### Kaynak
::::

Bu facebook denen meretin iyi bir yanı varsa o da ne hale geldiğimizi görebilmemizdir herhalde.

''g'' harfinin suçu ne? diye bir grup açsam adını çaldığı dizi kadar popüler olur mu diye merak ediyorum.

---

Gençlik kavramından her zaman nefret ettim. Ergen isyanları, haksız olduğunu bile bile keyfine uyduğu için yapılan saçmalıklar, gereksiz yere dövüş, kavga, tartışma, heyecan olsun diye etrafa zarar vermeler, huzursuz etmeler. Ne kadar pislik varsa 'gençlik' adı altında toplanmış, bu ismin arkasına sığınmış günümüzde. ''Gençtir canım boşver.'', ''Delikanlı adamsın lan olacak tabi!'', ''Genciz abi ne var?'' ve benzeri cümlelerin suçlu durumlarda bir mazeret gibi gösterilmesi, üstelik utanılması gereken bir çok durumda göğüslerin gerilmesi de doğru gelmiyor bana.

Bu genç kesim her şeye isyan eden bir modda olup genelleme yaptığımızda hayatı boyunca okuduğu kitap sayısından çok kişiyle çıkmış ve hepsini sevmiştir. Her sevgiliden ayrılındığında bir iki haftalık üzüntü, 'ben sensiz yaşayamam' tripleri veya duruma göre değişmekle birlikte 'hep seni seveceğim' tarzı yalanlara herkes inanmaktadır. Her ayrılıktan sonra arkadaş grubunda 'üzgün üye' ünvanını kazanırlar ve bir süre hiç kimse üzerlerine gitmez, hatta bazıları farkında olmadan da olsa bu durumdan faydalanıp normal zamanda söyleyemeyeceği şeyleri söyler, yapamayacağı hareketleri sergiler. Çünkü o depresyondadır, o 21. yüzyılın 'delidir ne yapsa yeridir' atasözündeki karşılığıdır, o ayrılık acısı çeken gençtir. O kendi haline bırakılmalı, üzerine gidilmemelidir.

::::

### Kayıt Listesi
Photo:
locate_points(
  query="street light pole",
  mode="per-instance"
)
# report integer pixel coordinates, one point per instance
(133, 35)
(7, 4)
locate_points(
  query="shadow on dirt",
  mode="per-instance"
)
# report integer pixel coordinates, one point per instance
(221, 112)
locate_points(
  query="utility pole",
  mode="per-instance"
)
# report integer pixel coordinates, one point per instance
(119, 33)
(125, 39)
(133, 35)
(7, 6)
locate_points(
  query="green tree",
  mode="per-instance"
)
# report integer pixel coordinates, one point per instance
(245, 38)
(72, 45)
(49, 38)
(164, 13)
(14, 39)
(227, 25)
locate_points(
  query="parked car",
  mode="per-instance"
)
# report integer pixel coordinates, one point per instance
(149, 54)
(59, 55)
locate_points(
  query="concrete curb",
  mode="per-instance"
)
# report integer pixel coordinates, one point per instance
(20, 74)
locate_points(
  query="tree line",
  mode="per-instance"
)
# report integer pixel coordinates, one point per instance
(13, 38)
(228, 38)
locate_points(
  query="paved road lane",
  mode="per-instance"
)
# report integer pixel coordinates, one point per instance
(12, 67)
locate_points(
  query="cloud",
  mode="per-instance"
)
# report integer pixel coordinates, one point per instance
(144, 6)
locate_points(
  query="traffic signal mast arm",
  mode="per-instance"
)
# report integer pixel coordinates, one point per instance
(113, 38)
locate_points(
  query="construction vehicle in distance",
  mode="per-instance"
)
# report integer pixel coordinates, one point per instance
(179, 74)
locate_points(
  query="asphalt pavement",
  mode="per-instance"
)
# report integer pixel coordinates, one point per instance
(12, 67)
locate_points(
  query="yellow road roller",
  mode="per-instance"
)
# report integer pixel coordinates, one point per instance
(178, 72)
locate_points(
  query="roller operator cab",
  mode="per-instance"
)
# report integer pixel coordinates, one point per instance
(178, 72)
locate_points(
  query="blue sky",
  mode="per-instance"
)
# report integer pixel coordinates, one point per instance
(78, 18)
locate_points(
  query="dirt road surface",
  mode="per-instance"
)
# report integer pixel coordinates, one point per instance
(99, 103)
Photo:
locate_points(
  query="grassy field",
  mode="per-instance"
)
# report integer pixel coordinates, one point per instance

::::

### Alıştırmanın Amacı
Kaynaktaki "Bu facebook denen" ifadesinden "doğru gelmiyor bana." ifadesine kadar uzanan bölümü, iki ucu da dahil olmak üzere hiç değiştirmeden alıntılayın. Bu malzeme metinle bağlantısız, ayrı bir içeriktir.

### Alıştırma Yanıtı
Bu facebook denen meretin iyi bir yanı varsa o da ne hale geldiğimizi görebilmemizdir herhalde.

''g'' harfinin suçu ne? diye bir grup açsam adını çaldığı dizi kadar popüler olur mu diye merak ediyorum.

---

Gençlik kavramından her zaman nefret ettim. Ergen isyanları, haksız olduğunu bile bile keyfine uyduğu için yapılan saçmalıklar, gereksiz yere dövüş, kavga, tartışma, heyecan olsun diye etrafa zarar vermeler, huzursuz etmeler. Ne kadar pislik varsa 'gençlik' adı altında toplanmış, bu ismin arkasına sığınmış günümüzde. ''Gençtir canım boşver.'', ''Delikanlı adamsın lan olacak tabi!'', ''Genciz abi ne var?'' ve benzeri cümlelerin suçlu durumlarda bir mazeret gibi gösterilmesi, üstelik utanılması gereken bir çok durumda göğüslerin gerilmesi de doğru gelmiyor bana.